Selected extract:

## Begin

This seems like the next generation of games. Is that what you are going for?

Yeah. We started imagining this game probably ten years ago. That was when Oddur Magnússon, the co-founder was at CCP, and for us, the kind of the emergent MMO space is the future of games. We started thinking, what would be the truly ultimate form of that? There’s a number of issues with MMOs that keep popping up, the classic veteran versus newcomers, trying to build an online community where 90% players are offline most of the time where the server becomes a ghost town. These kinds of problems are somewhat how we started to look at how you make a full-on MMO, which is lively and fun at any given time of the day. We are reducing the logistical error of having to call up your friends and say “let’s play now”. Instead of doing that, we actually keep your characters simulated 24/7 in the game. There’s no way of pausing or quitting, the game is always running. You can jump in and adjust things because you want to optimize the life of your character by telling him to work more or less, or building a new room in your house so you can encumber more characters in your family. This means that when you come in, let’s say we are ten friends building a town together, they are all going to be there, whether or not they are actually sitting at the computer. We plan on doing a mobile app as well which allows you to chat to your friends on the go so even though they aren’t actually playing, you can still communicate with them through the game and warn them about someone attacking or stuff like that.

## End

Work to complete:
1 - In the game interview, how long ago did the team start imagining this game?
2 - Pick up the game interview after its final sentence and continue it in the same voice.
The listing that comes next is separate material with no connection to the game interview.

Given data:
## Begin

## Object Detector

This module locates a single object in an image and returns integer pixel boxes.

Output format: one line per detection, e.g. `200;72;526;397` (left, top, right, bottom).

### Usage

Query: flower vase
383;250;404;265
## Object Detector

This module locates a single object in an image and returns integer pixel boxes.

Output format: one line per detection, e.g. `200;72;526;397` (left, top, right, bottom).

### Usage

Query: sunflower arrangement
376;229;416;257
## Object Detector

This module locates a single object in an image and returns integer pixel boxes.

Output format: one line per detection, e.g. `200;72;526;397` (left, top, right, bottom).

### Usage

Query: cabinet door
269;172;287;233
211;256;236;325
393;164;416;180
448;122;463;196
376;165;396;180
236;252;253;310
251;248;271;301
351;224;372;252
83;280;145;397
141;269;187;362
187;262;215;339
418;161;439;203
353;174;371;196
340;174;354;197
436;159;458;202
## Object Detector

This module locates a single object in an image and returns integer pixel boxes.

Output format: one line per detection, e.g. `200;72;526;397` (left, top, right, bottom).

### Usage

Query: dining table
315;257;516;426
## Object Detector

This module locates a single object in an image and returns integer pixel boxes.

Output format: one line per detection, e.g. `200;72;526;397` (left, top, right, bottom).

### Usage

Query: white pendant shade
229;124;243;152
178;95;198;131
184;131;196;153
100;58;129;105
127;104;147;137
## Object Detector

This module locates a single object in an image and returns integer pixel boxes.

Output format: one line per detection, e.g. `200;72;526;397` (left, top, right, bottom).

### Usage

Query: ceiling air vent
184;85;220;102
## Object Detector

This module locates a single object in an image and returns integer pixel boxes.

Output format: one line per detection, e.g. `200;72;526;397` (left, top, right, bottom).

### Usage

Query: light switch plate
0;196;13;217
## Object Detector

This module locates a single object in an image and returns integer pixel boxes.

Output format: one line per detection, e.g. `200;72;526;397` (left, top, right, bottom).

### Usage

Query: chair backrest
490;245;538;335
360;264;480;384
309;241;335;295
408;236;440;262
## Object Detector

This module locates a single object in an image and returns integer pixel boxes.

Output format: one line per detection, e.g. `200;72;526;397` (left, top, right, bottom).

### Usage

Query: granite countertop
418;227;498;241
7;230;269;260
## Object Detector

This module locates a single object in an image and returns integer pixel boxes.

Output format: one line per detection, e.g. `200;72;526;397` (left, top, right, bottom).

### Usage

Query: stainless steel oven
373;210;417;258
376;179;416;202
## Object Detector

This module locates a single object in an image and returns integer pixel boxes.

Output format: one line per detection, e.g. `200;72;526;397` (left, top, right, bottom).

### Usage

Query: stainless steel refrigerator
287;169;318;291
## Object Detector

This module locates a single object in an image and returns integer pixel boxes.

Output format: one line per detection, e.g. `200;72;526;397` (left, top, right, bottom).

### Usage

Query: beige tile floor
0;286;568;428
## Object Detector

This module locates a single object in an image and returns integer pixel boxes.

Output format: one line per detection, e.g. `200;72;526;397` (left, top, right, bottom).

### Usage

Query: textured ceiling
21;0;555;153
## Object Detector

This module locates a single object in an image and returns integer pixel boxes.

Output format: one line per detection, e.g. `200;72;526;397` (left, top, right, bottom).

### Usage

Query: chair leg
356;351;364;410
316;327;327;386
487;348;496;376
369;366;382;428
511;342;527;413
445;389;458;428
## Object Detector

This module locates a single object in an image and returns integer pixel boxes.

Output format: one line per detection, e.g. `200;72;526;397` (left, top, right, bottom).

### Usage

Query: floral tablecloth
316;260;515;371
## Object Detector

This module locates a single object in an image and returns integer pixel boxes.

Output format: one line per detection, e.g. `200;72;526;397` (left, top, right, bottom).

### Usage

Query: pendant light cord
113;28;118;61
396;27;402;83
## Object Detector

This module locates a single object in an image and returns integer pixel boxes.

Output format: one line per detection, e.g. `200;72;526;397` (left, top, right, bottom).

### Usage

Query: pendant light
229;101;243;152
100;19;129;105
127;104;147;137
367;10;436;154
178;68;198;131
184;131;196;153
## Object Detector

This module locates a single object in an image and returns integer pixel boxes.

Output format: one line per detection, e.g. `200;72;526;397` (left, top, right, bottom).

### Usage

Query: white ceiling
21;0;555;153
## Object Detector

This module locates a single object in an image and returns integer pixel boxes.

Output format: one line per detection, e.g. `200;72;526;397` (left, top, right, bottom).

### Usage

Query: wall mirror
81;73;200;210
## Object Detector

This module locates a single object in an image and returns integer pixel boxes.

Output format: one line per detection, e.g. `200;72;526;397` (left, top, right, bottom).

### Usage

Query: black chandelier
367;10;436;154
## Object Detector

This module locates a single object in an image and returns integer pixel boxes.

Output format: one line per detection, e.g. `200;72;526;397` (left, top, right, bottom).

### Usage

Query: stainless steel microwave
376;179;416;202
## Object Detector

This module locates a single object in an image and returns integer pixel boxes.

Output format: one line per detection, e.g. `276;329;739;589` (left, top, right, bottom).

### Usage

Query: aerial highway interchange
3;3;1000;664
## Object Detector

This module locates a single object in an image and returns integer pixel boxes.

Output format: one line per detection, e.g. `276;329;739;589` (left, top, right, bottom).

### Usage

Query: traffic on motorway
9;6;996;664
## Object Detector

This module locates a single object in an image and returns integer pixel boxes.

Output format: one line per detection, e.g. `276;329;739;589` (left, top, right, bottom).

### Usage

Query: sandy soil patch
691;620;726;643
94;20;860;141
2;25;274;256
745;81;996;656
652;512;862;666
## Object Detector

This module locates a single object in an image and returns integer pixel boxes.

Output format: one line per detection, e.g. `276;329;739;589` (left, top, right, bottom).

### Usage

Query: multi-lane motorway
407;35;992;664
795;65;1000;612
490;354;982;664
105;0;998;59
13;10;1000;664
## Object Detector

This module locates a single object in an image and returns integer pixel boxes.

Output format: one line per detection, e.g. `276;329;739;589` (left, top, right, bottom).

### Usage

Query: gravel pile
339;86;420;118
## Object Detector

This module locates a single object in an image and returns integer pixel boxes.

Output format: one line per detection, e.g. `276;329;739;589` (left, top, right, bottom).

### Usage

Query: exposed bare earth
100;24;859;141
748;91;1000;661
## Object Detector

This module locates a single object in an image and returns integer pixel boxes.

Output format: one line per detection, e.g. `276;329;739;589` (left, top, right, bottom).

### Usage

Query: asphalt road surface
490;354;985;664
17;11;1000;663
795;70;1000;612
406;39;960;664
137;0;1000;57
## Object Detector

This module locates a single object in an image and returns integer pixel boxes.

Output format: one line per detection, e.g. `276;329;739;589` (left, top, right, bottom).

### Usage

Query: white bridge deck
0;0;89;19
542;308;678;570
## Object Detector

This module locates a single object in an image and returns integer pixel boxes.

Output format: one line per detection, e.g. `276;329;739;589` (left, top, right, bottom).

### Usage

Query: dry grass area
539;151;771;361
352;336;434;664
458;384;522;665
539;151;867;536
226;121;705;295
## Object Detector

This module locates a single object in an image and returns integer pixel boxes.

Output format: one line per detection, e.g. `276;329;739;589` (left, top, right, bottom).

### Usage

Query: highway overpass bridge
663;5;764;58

## End

Expected responses:
1 - Probably ten years ago.

2 -
What kind of price point are you considering for Seed? Surely it cannot be free?

We are definitely trying to find ways to monetize Seed that won’t affect the economy, at least at the front end. What’s tricky is that we are running simulated characters 24/7 which means we have to somehow pay for it. Initially, we thought maybe we could charge per character, so you actually pay for a new character. That could be a bit brutal because they could get killed when you aren’t even there, but we are still trying to come up with ways to monetize softly in a way that doesn’t allow for the biggest wallet to ruin the fun for everyone else. Maybe there’s a way of community-driven monetization which kind of relies on somebody supporting the entire community, but yeah, it’s very early on when it comes to monetization!

How early on is “early on”? What kind of timeframe are we looking at for release here, like, 2020?

No comment!

This looks really high-tech, the concept hasn’t been done before. Is it somewhat worrying to be the pioneer of that?

Not at all, man… *laughs* Yeah, of course. That’s why we give ourselves a lot of leverage when it comes the time it takes to develop this beast. We don’t think this is going to be an easy task, there’s going to be a lot of challenges ahead, but that’s in our nature. Like I said earlier, our two co-founders are from EVE Online which is a unique game as well.

What do you expect people to do in Seed? Do you expect people to foster communities or do you expect warfare all the time?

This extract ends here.